**TEXT EXTRACT:**
▬▬▬▬▬▬▬▬▬▬

The obvious play is to short equity and buy the 2015 notes, which have the lowest dollar price. Another obvious opportunity would be to try to tender the 2013 notes for stock back to the company, at a transaction premium. These transactions, which are already taking place, amount to a slow motion restructuring and help the debt recovery (by reducing amount outstanding), dilute the existing common stock, and most notably decrease expected future volatility and therefore reduce the value of call options, because of the deleveraging.

As always, do your own research, but it seems to me that the bonds are drastically underpriced relative to the stock. 

Major Holders
Insiders own roughly 5 percent and institutions another 36 percent. So the company is 59% owned by retail. It doesn't look like there is much actively managed ownership - mostly index funds.

Weird Behavior
On the most recent quarterly conference call, an analyst asked about the company's Niobrara acreage. One of the company executives said "we'll tell you about it when we've got a - when we have a great story to tell at the site".

▬▬▬▬▬▬▬▬▬▬

**RECORDS:**
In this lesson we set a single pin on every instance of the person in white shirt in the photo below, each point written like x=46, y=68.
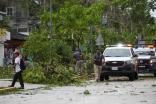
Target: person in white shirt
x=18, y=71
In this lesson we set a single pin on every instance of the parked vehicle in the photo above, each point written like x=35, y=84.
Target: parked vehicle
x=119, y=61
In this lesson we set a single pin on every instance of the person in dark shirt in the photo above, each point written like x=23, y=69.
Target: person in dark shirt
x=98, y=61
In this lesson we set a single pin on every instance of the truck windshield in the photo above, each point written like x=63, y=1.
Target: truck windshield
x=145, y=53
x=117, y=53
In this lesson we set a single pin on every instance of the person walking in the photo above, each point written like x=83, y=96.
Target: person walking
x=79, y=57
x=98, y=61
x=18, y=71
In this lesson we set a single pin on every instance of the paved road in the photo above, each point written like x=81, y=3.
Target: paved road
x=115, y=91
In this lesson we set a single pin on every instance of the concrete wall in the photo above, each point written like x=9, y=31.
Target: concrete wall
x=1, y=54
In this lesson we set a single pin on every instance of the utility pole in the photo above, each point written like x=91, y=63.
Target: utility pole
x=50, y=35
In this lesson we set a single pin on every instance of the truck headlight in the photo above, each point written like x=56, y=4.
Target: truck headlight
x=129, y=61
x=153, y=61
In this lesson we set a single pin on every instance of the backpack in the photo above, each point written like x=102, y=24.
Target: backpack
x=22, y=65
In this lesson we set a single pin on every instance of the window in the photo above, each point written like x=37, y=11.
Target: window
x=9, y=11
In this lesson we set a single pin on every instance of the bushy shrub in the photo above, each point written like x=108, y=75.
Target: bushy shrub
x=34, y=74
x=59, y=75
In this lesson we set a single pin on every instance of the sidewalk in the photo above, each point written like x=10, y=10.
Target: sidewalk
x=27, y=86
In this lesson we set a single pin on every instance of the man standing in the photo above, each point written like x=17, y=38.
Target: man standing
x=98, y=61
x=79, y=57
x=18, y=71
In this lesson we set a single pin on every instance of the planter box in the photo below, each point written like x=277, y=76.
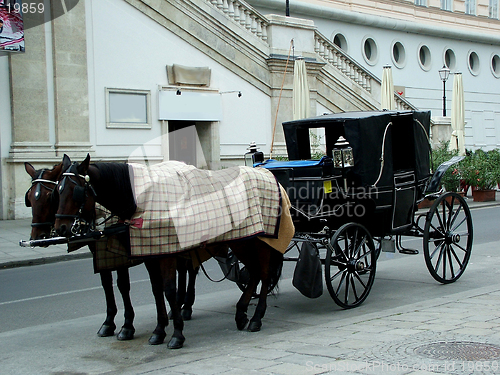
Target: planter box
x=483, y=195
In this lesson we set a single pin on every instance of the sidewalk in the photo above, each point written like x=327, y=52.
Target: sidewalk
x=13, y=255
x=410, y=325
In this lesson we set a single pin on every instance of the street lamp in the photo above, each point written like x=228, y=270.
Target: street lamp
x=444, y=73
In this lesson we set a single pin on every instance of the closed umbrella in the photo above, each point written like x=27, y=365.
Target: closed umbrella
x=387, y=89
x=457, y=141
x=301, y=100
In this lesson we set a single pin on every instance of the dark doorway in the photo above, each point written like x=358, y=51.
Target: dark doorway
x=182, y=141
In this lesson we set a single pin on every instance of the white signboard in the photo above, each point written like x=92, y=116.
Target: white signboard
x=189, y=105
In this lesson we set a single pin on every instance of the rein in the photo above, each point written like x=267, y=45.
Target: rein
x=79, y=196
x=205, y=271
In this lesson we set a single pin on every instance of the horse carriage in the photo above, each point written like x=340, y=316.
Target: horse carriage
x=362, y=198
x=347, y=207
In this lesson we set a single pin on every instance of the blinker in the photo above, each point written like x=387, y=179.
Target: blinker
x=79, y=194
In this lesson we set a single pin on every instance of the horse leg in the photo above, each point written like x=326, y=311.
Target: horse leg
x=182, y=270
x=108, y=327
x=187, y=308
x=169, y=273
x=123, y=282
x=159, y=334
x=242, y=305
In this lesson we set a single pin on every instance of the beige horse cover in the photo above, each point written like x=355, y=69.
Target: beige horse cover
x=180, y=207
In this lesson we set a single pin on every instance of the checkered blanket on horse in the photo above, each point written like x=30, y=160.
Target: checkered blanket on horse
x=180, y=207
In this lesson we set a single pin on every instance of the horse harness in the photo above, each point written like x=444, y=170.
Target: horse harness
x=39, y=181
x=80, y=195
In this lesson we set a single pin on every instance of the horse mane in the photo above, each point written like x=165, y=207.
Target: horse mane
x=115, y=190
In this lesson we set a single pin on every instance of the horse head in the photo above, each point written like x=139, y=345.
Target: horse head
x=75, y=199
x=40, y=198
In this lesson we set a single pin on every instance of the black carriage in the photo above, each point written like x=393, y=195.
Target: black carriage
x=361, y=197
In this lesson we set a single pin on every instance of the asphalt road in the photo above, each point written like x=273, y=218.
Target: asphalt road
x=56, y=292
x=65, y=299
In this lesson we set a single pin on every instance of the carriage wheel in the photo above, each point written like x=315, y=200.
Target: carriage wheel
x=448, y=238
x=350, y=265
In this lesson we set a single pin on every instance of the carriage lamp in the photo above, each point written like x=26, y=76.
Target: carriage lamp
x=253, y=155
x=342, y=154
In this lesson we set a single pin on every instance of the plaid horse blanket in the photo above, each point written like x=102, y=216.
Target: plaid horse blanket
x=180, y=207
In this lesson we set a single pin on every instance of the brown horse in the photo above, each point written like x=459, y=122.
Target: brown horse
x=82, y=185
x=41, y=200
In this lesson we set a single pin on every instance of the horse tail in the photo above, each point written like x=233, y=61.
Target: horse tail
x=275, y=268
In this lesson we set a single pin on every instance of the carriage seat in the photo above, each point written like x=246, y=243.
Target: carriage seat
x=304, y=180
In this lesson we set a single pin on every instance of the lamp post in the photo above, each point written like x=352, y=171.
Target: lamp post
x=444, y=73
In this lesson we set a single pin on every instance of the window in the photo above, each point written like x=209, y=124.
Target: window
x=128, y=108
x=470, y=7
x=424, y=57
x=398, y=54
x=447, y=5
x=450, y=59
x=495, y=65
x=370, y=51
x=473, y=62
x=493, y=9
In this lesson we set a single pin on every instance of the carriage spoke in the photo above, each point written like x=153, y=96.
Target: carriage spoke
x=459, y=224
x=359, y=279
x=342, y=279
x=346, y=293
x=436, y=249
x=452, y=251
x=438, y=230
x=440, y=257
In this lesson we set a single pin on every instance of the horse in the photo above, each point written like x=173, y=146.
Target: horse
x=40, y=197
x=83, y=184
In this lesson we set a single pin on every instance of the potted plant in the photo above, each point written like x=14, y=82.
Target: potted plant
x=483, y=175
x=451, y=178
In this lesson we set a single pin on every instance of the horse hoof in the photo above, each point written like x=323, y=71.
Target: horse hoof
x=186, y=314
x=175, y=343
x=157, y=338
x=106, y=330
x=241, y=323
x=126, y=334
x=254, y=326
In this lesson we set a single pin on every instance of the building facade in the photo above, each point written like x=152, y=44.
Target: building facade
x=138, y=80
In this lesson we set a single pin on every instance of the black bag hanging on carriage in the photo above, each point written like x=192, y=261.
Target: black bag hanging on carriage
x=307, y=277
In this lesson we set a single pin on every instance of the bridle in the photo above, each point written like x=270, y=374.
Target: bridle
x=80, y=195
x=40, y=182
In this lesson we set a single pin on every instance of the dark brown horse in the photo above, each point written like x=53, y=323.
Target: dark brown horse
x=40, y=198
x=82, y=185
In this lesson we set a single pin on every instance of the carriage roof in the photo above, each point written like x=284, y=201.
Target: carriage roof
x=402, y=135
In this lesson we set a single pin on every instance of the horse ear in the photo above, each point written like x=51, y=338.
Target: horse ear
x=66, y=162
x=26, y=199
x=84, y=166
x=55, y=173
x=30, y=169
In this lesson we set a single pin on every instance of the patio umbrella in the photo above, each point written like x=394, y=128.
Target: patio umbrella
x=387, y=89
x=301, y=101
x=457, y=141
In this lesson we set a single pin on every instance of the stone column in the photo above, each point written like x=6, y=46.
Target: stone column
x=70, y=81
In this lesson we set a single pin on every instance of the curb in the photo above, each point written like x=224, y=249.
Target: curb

▬▬▬▬▬▬▬▬▬▬

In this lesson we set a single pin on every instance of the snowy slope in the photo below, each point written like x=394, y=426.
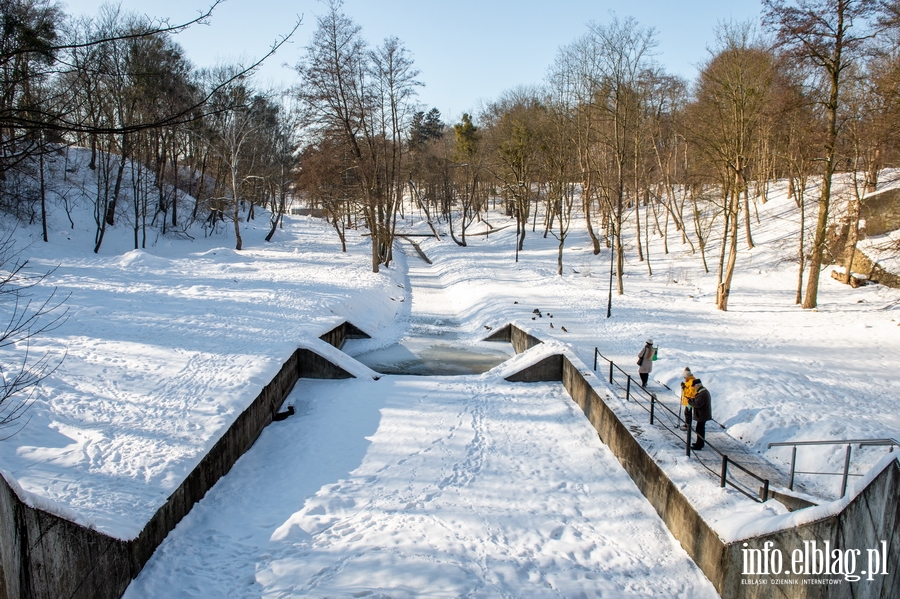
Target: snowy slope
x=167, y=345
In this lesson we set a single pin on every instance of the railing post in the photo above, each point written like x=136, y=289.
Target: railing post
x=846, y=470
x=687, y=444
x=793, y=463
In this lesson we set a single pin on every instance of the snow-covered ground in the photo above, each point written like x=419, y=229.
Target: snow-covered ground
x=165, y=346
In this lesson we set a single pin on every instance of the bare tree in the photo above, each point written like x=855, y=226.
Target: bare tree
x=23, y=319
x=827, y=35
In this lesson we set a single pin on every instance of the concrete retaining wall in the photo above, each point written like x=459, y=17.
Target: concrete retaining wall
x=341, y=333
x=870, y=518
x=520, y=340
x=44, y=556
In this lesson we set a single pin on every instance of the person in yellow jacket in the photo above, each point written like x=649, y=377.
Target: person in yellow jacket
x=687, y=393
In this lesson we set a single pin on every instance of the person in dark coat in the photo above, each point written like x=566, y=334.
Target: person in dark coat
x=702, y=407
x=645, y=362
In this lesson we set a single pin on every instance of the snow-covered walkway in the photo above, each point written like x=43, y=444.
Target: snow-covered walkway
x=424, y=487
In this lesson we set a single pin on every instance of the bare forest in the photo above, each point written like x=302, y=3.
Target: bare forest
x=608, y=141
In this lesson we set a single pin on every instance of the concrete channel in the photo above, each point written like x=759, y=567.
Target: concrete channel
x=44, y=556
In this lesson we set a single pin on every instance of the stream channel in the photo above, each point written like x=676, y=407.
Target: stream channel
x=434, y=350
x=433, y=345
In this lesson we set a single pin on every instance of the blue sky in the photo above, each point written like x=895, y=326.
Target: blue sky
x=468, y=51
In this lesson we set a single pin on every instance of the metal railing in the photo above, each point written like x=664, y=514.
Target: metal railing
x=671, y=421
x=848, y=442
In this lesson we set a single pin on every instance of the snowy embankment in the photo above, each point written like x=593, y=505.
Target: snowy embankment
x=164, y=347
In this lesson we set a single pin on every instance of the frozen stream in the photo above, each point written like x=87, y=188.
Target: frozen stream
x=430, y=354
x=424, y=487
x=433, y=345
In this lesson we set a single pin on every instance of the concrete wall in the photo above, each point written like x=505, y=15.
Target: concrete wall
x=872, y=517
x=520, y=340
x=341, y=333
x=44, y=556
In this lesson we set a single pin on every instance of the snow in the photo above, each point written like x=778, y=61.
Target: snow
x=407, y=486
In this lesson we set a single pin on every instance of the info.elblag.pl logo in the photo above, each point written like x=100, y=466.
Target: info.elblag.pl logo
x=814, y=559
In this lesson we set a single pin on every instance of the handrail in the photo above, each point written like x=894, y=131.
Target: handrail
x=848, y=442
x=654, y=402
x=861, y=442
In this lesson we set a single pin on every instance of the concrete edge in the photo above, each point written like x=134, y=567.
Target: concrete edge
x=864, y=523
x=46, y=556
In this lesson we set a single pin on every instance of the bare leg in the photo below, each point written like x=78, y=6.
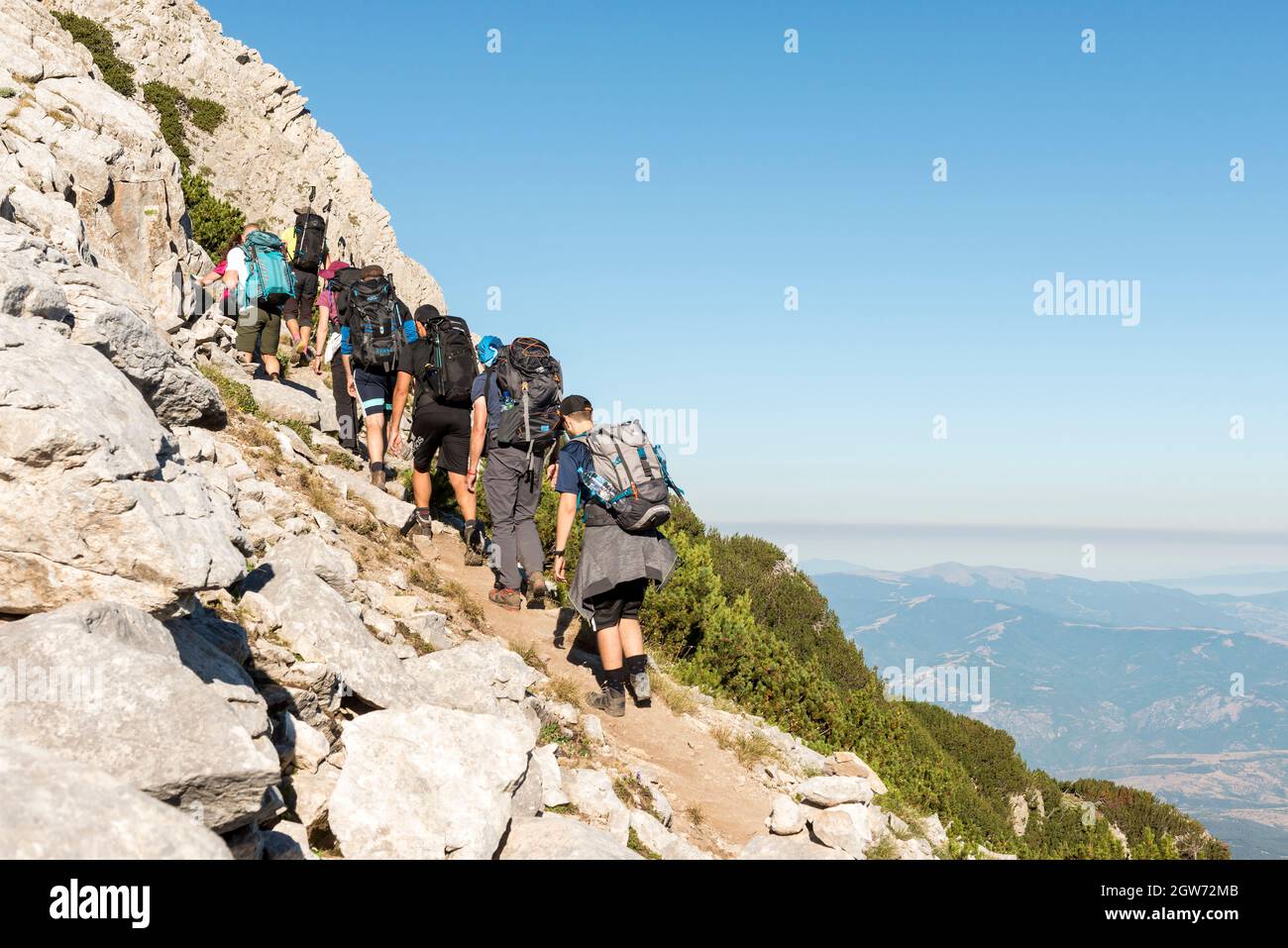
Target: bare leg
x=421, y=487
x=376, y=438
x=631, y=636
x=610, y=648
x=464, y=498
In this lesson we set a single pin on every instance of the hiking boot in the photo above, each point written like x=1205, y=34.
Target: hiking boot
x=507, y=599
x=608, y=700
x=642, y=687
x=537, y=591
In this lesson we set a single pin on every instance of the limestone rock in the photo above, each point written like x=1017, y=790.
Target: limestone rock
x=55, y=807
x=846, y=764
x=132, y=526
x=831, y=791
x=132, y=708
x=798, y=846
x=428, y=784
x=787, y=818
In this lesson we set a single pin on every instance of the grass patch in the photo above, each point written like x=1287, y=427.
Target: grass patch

▬▬▬▬▬▬▬▬▬▬

**STATED EXERCISE A:**
Using the investing text, answer these:
(i) Which notes have the lowest dollar price?
(ii) What percentage of the company do institutions own?
(iii) On the most recent quarterly conference call, which acreage did an analyst ask about?
**STATED EXERCISE B:** Reproduce the part of the investing text starting at "As always, do" and ending at "mostly index funds.".

**FINAL ANSWER A:**
(i) The 2015 notes
(ii) 36 percent
(iii) The company's Niobrara acreage

**FINAL ANSWER B:**
As always, do your own research, but it seems to me that the bonds are drastically underpriced relative to the stock. 

Major Holders
Insiders own roughly 5 percent and institutions another 36 percent. So the company is 59% owned by retail. It doesn't look like there is much actively managed ownership - mostly index funds.